(Stored dataset items)
★ ★ ★ ★

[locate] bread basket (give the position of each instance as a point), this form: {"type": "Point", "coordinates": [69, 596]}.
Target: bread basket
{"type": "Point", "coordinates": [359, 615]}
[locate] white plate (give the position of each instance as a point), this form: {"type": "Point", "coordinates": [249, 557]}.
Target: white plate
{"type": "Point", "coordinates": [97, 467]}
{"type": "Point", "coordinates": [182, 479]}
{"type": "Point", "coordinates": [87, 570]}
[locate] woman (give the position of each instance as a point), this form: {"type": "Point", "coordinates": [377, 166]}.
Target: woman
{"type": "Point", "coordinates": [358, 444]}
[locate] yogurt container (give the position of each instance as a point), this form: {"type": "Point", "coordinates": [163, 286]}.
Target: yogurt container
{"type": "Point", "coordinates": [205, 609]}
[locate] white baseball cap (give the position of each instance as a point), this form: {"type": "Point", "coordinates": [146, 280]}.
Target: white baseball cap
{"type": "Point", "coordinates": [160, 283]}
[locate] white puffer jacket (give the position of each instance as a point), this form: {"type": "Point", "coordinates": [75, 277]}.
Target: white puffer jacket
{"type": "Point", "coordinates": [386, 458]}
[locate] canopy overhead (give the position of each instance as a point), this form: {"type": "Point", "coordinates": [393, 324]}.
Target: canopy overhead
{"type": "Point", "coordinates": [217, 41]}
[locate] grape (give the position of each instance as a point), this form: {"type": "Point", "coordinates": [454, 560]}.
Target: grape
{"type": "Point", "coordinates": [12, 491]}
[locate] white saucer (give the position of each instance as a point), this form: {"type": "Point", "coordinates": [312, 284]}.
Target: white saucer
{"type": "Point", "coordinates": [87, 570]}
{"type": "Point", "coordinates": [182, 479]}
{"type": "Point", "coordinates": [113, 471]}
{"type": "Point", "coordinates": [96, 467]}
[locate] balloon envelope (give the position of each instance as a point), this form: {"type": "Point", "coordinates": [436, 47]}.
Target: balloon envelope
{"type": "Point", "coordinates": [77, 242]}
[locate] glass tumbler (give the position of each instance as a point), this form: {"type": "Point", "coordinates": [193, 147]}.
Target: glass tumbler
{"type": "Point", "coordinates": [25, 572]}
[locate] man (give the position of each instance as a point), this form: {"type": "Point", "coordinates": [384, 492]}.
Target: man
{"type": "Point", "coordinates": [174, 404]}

★ ★ ★ ★

Transcribe the data above in full, exactly.

OUTPUT OF THE TASK>
[locate] bread basket (give the position of each instance as a point), this form: {"type": "Point", "coordinates": [69, 596]}.
Target: bread basket
{"type": "Point", "coordinates": [359, 615]}
[locate] white plate (give the position of each instance as a point), this form: {"type": "Point", "coordinates": [249, 557]}.
Target: white plate
{"type": "Point", "coordinates": [97, 467]}
{"type": "Point", "coordinates": [182, 479]}
{"type": "Point", "coordinates": [87, 570]}
[locate] woman (give the position of each instance as a point), this form: {"type": "Point", "coordinates": [377, 166]}.
Target: woman
{"type": "Point", "coordinates": [358, 444]}
[locate] yogurt container (give the position of each instance as a point), this form: {"type": "Point", "coordinates": [163, 286]}.
Target: yogurt container
{"type": "Point", "coordinates": [205, 609]}
[locate] white baseball cap (give the position of each instance as a point), this form: {"type": "Point", "coordinates": [146, 280]}.
Target: white baseball cap
{"type": "Point", "coordinates": [160, 283]}
[locate] white puffer jacket (give the position of each instance as a point), this form: {"type": "Point", "coordinates": [75, 277]}.
Target: white puffer jacket
{"type": "Point", "coordinates": [386, 458]}
[locate] canopy overhead (give the position of each instance as a point), this form: {"type": "Point", "coordinates": [393, 324]}.
Target: canopy overhead
{"type": "Point", "coordinates": [217, 41]}
[locate] grape (give the position of each instance as a point), this form: {"type": "Point", "coordinates": [454, 560]}.
Target: grape
{"type": "Point", "coordinates": [12, 491]}
[locate] white saucer (give the position of each instance as a point), this form: {"type": "Point", "coordinates": [312, 284]}.
Target: white saucer
{"type": "Point", "coordinates": [87, 570]}
{"type": "Point", "coordinates": [182, 479]}
{"type": "Point", "coordinates": [113, 471]}
{"type": "Point", "coordinates": [96, 467]}
[locate] balloon envelope (give the position of each instance as a point), this form: {"type": "Point", "coordinates": [436, 47]}.
Target: balloon envelope
{"type": "Point", "coordinates": [77, 242]}
[locate] glass tumbler (give the position of each instance as a point), this form: {"type": "Point", "coordinates": [193, 147]}.
Target: glass tumbler
{"type": "Point", "coordinates": [25, 572]}
[locate] man (give the position of each instance as a point), this form: {"type": "Point", "coordinates": [384, 492]}.
Target: man
{"type": "Point", "coordinates": [174, 404]}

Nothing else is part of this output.